» TEXT SECTION:
Steve Bannon who is and was this a smart move by Donald Trump, dumb or both?
Donald Trump’s appointment of Stephen Kevin (“Steve”) Bannon as Chief Strategist and Senior Counsel has met widespread criticism. But it may also turn out to have been an incredibly savy and smart move. We shall see.
Donald Trump the candidate was at times deplorable, nasty and vindictive. His tune changed completely last week and many people had hoped that really the rhetoric was gone and Donald Trump had reconciliation in store. He insisted he would be the president for all the people, saying it was time to for America to bind its wounds.
All the good will he may have earned over the last few days has probably just gone out the window. His appointment of Steve Bannon brings someone into the White House who is the darling of the “alt-right”, a loose collection of far right political groups. Mr. Bannon has earned a reputation not only for his extremist views, but also for brass knuckle, nasty politics, back stabbing, double dealing, dirty tricks that stoke fear and mistrust in Washington. If the President elect somehow feels he needs a person at his side who can threaten political opposition through the use of right wing media channels, he must feel awfully weak and vulnerable.
Delve into the detail. This can be an incredibly smart choice.
As worrisome as the appointment can be, it is possible this is a politically smart, sophisticated and savvy choice. Steve Bannon obviously has the tools at his finger tips to influence opinion among the significant portion of the electorate that voted Mr. Trump into office. Potentially in four years their support will be needed again. Also in just 12 months time mid-term congressional elections will loom on the horizon. The House of Representative and one-third of the Senate run for election every two years.

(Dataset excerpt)
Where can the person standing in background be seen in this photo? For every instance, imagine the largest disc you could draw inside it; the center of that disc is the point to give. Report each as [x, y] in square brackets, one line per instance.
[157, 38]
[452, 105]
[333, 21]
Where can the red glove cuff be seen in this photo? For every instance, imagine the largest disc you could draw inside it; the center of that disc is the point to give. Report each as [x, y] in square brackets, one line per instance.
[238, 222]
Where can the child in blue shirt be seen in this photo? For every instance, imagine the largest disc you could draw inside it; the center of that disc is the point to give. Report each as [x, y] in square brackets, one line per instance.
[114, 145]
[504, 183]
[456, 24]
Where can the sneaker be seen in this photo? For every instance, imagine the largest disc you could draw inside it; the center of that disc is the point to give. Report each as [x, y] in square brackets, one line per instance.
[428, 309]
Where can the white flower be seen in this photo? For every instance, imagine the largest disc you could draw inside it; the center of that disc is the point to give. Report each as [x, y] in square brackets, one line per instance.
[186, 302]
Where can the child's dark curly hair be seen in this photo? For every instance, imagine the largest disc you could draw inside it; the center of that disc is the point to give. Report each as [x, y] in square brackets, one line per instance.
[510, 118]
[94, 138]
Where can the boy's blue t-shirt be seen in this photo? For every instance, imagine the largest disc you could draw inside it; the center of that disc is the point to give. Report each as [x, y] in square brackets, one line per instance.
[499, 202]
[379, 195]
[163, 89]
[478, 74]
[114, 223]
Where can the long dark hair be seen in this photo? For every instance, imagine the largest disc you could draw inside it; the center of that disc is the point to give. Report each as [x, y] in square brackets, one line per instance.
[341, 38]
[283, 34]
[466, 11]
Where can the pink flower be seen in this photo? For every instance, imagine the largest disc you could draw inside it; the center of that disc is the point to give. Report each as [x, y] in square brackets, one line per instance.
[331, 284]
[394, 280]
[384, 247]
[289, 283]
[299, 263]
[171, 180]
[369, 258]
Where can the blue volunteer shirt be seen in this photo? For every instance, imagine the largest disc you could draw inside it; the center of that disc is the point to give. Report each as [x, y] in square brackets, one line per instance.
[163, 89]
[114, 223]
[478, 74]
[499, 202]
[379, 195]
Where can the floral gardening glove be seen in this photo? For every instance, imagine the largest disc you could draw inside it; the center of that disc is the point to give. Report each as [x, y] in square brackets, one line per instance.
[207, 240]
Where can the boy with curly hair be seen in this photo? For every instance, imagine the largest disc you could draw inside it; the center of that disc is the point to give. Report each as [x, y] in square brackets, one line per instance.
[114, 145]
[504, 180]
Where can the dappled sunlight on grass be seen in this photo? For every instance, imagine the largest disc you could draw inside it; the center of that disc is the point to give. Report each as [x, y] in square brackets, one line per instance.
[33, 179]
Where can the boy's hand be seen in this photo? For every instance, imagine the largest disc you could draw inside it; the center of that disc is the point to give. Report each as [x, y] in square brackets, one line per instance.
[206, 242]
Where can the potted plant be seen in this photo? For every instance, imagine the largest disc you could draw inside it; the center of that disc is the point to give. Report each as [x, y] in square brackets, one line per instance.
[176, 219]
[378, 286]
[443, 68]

---

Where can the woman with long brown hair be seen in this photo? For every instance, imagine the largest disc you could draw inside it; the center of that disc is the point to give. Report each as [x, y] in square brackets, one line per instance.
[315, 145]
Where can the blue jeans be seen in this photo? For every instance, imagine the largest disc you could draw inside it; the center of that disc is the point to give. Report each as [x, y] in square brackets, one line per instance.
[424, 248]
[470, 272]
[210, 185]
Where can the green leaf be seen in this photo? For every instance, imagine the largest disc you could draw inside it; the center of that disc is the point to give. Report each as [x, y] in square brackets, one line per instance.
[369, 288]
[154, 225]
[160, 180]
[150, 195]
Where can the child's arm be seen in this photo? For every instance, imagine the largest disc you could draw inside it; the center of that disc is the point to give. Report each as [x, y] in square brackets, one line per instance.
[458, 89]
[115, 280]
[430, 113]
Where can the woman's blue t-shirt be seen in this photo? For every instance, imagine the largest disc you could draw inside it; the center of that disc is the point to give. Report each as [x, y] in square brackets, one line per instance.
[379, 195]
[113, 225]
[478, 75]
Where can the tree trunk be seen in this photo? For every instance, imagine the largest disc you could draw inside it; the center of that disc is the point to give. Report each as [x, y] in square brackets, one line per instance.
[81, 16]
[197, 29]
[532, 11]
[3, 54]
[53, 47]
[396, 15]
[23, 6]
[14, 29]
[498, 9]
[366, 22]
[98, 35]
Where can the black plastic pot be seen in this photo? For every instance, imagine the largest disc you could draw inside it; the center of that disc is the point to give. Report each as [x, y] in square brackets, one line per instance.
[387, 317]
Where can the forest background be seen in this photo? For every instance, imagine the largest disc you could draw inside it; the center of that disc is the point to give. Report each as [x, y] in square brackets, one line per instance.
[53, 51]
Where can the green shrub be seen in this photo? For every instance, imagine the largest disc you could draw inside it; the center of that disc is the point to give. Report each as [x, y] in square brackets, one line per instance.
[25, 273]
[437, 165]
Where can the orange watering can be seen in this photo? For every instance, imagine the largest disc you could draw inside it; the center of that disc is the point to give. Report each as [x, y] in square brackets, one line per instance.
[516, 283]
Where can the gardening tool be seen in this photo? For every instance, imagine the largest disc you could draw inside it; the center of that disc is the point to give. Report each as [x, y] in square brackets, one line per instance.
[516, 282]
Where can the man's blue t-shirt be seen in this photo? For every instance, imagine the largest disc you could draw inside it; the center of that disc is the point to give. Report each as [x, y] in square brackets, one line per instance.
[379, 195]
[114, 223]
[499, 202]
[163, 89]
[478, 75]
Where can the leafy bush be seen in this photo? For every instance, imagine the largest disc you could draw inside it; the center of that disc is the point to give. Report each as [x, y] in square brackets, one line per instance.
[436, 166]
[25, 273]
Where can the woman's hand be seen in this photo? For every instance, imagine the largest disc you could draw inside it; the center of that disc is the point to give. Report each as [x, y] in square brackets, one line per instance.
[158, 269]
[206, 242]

» WHAT TO DO:
**a)** Answer these questions using the article on Steve Bannon's appointment:
(i) To what position did Donald Trump appoint Steve Bannon?
(ii) How does the article describe the "alt-right"?
(iii) How often do the House of Representatives and one-third of the Senate run for election?
**b)** Retype the passage of the Bannon article from "Steve Bannon who" up to and including "bind its wounds.".
**c)** Write what comes next in the article on Steve Bannon's appointment, picking up after its final sentence.

» TASK RESPONSES:
**a)**
(i) Chief Strategist and Senior Counsel
(ii) A loose collection of far right political groups
(iii) Every two years

**b)**
Steve Bannon who is and was this a smart move by Donald Trump, dumb or both?
Donald Trump’s appointment of Stephen Kevin (“Steve”) Bannon as Chief Strategist and Senior Counsel has met widespread criticism. But it may also turn out to have been an incredibly savy and smart move. We shall see.
Donald Trump the candidate was at times deplorable, nasty and vindictive. His tune changed completely last week and many people had hoped that really the rhetoric was gone and Donald Trump had reconciliation in store. He insisted he would be the president for all the people, saying it was time to for America to bind its wounds.

**c)**
Yet if Donald Trump wants a successful presidency, and we must believe he does, he must address political and economic realities that may lead him to make very different decisions and adopt very different policies than he promised on the campaign trail. In fact, he might struggle to get much of his agenda through the current Congress and his Supreme Court appointments may have to be more moderate than his supporters would prefer.
Reality might be that Donald Trump needs Steve Bannon not to defend from the left, but to defend from the right. Steve Bannon built a career on his ability to sell ideas to the far right. The counterpart to Steve Bannon on the left is David Brock, founder of Media Matters for America. According to political columnist Joshua Green, Brock’s attitude toward Bannon “isn’t enmity toward an ideological opponent, as I’d expected, but rather a curiosity and professional respect for the tradecraft Bannon demonstrated in advancing the Clinton Cash narrative.”
Who is Steve Bannon?
Mr. Breitbart was an American journalist who was among a generation of writers developing internet based news media websites including The Huffington Post and The Drudge Report. Journalists such as Nick Gillespie and Conor Friedersdorf have credited Breitbart with bringing new voices to debates about politics and culture. Breitbart developed itself as a conservative, sometimes right-wing counterpoint to the mainstream media.
In October of 2015 political columnist Joshua Green posted a commentary on Bloomberg Businessweek calling Stephen Bannon one of the most dangerous political operatives in America. The article focused on Mr. Bannon’s stewardship of Breitbart, Mr. Bannon’s work as founder of the non-profit Government Accountability Institute (GAI), and the tactics Mr. Bannon uses to discredit his political opponents both on the left and on the right.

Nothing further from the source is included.